Selected extract Start Marker

Worst of all, in researching Organizm (i.e., reading the Netflix page), I discovered this film was now streaming on Instant Watch, meaning watching this movie cost three more days of delay when I could have been enjoying Up In the Air or something sure to be amazing called Blood Dolls.
My mood was not good.
Quick Plot: In a promising prologue, a young boy is given some Very Important Instructions from his loopy mother, who then proceeds to shoot his father in a laughably awful CGI effect. 

Flash forward some years where our moppet has grown into biology teacher Frank Sears (Johnathon Schaech) with mysterious scars, now driving full speed to a military base to offer some frantic warning. There he meets hazmat specialist soldier Carrie Freeborn (mini scream queen Erica Leerhsen) and her husband, the wheelchair-bound Glenn (Jason Wiles, who will forever be known to me as the artist who got Kelly hooked on cocaine in Beverly Hills 90210). Despite his pleas, the couple send some bubble wrapped scientists underground to investigate an abandoned research facility where a sealed band of dead brainiacs has been rotting for a few decades.

Turns out, there’s some sort of parasitic CGI-powered life form itching to feed on light, crawl over screaming extras, and turn the world into a computer generated Living Hell (it’s alternate title, IMDB trivia-explained as being what a test audience member described the viewing experience to be; I am dubious). The townspeople are represented by a cute but rather terrible child actress and her kindly Native American grandfather, while the military industrial complex wears the stern face of James McDaniel. 
As you can expect, the authorities make silly pigheaded decisions and our attractive leads act heroically.

Selected extract End Marker

= What you are asked to do =
Reproduce the portion of the Organizm review starting with "Turns out, there’s" and going on through "of James McDaniel.". Rely on the Organizm review alone.

Source information Start Marker

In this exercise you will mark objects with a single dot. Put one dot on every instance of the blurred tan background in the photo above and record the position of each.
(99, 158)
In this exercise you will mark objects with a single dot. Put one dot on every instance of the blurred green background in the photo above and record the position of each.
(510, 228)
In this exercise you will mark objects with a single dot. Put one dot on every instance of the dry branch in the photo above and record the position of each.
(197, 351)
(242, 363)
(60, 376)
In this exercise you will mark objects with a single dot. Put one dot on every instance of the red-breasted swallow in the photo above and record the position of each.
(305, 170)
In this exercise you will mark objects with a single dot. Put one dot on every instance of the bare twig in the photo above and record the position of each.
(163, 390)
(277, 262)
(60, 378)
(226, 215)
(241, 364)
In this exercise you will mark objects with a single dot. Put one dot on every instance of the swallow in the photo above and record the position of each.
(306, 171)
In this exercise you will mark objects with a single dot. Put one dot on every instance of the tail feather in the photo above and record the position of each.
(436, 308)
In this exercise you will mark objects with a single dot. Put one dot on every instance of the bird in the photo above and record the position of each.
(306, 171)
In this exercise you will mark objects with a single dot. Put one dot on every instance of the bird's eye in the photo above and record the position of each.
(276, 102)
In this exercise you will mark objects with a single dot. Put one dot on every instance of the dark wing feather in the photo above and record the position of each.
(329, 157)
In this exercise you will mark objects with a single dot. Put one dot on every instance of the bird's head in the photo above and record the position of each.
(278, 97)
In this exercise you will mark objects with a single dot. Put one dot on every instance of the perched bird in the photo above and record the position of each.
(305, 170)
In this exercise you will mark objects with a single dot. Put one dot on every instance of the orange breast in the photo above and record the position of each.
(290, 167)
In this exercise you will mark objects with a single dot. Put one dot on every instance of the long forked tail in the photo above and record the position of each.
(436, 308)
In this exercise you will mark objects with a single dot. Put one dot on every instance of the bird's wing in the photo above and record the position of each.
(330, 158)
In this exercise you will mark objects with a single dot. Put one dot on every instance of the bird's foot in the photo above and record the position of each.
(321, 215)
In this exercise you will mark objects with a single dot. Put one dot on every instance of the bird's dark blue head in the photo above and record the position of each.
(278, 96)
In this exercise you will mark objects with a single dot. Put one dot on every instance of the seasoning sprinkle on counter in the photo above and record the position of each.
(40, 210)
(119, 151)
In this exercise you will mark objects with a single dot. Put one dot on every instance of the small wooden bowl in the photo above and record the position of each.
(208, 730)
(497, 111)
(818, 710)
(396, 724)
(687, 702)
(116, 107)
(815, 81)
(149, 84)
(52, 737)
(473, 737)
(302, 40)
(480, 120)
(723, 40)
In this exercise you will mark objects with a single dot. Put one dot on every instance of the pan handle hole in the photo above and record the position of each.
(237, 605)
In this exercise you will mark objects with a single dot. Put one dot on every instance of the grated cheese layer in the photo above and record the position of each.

Source information End Marker

= Output for this exercise =
Turns out, there’s some sort of parasitic CGI-powered life form itching to feed on light, crawl over screaming extras, and turn the world into a computer generated Living Hell (it’s alternate title, IMDB trivia-explained as being what a test audience member described the viewing experience to be; I am dubious). The townspeople are represented by a cute but rather terrible child actress and her kindly Native American grandfather, while the military industrial complex wears the stern face of James McDaniel.